Text extract ▸
FC Flora Tallinn, commonly known as Flora Tallinn, or simply as Flora, is a football club, based in Tallinn, Estonia, that competes in the Naiste Meistriliiga.

Established in 1997 as the women's football division of Flora, the team has won 4 Naiste Meistriliiga, 8 Estonian Women's Cups and 6 Estonian Women's Supercups.

History
Founded in March 1997 as Flora ladies team, Flora Naiskond played their first league game in the following month against the defending champions Pärnu, losing 0–3. Despite this, the team went on to enjoy some early success as Flora finished third in the 1998 season. Flora managed to repeat this feat in the next two seasons in 1999 and 2000.

The following seasons were more disappointing as Flora finished 4th in 2001 and 2002 and 5th in 2003. Problems deepened during the winter of 2003 and Flora had to start the 2004 season without a manager before Anders Süvari, who had coached the team before, returned in summer. Despite this the team managed to win their first 4 league games. Revitalized, Flora once again challenged the top 3 but missed out narrowly, losing 2–3 in the penultimate round and leaving the team just two points away from the bronze medals. Late in the season, Süvari was replaced by Allan Soomets who remained as coach until the 2012 season. Since December 2012 the team has been coached by Richard Barnwell.

Some records ▸
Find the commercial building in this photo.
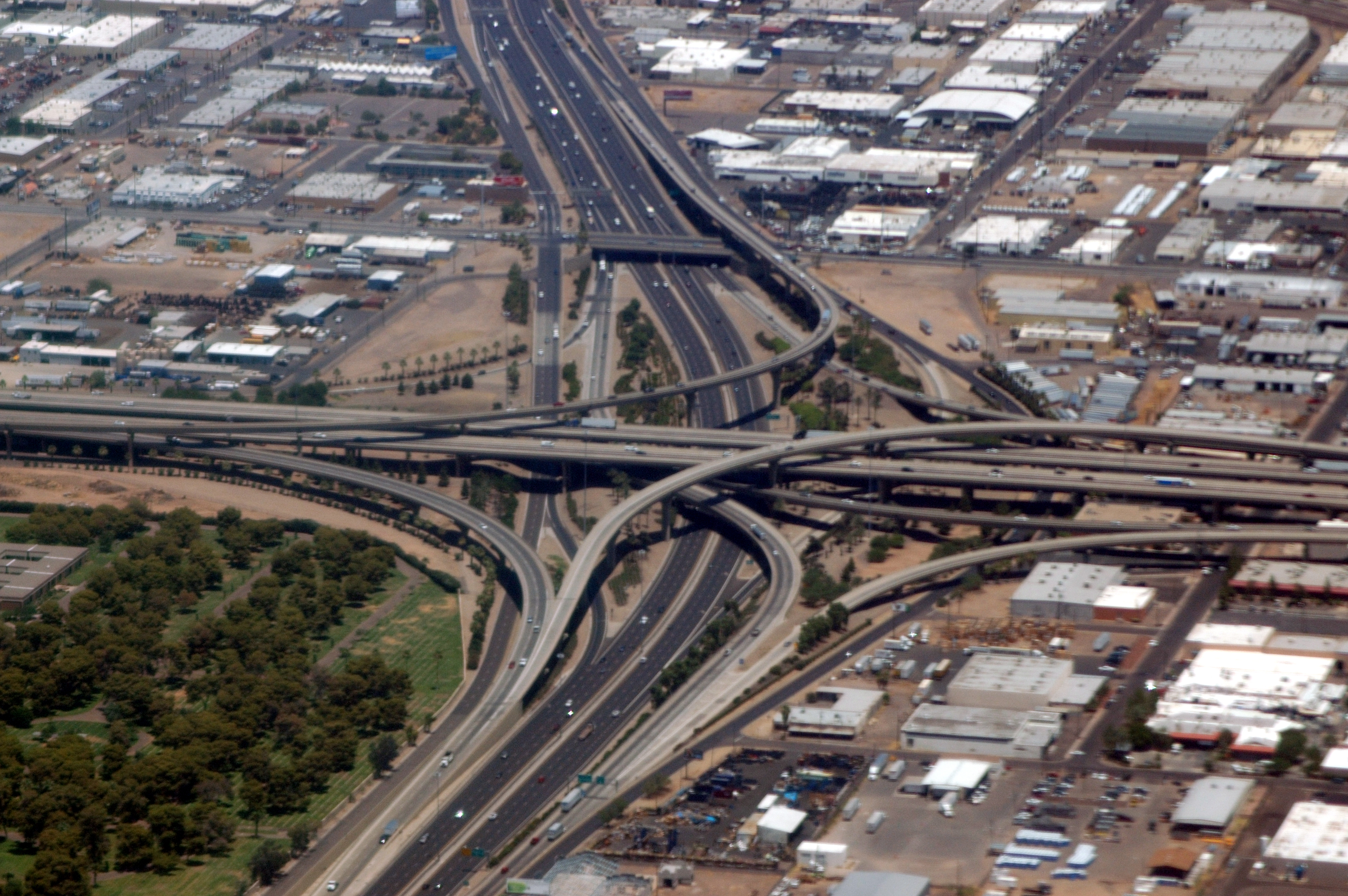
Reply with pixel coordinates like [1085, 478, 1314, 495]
[1174, 271, 1344, 309]
[1244, 330, 1348, 368]
[112, 167, 229, 207]
[907, 89, 1037, 128]
[1058, 228, 1132, 265]
[0, 543, 89, 610]
[1153, 217, 1217, 261]
[795, 840, 847, 877]
[1170, 777, 1253, 834]
[951, 214, 1053, 254]
[1198, 178, 1348, 215]
[365, 143, 493, 182]
[969, 38, 1053, 74]
[782, 90, 906, 119]
[945, 654, 1071, 711]
[900, 703, 1062, 760]
[1263, 797, 1348, 865]
[350, 236, 454, 260]
[786, 687, 881, 737]
[832, 872, 932, 896]
[60, 15, 164, 60]
[206, 342, 286, 366]
[1193, 364, 1333, 395]
[287, 171, 397, 211]
[0, 135, 56, 167]
[922, 758, 992, 799]
[1229, 559, 1348, 598]
[275, 293, 346, 326]
[1086, 96, 1244, 156]
[916, 0, 1012, 31]
[93, 0, 267, 19]
[1011, 562, 1126, 622]
[117, 50, 182, 81]
[826, 205, 932, 249]
[19, 340, 120, 368]
[168, 23, 262, 62]
[20, 96, 93, 134]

What the task asks ▸ Return the stretch of the Flora Tallinn club history from "FC Flora Tallinn, commonly" through "the Naiste Meistriliiga.", copied word for word. This listing has nothing to do with the text about the Flora Tallinn women's football club.

Task output ▸
FC Flora Tallinn, commonly known as Flora Tallinn, or simply as Flora, is a football club, based in Tallinn, Estonia, that competes in the Naiste Meistriliiga.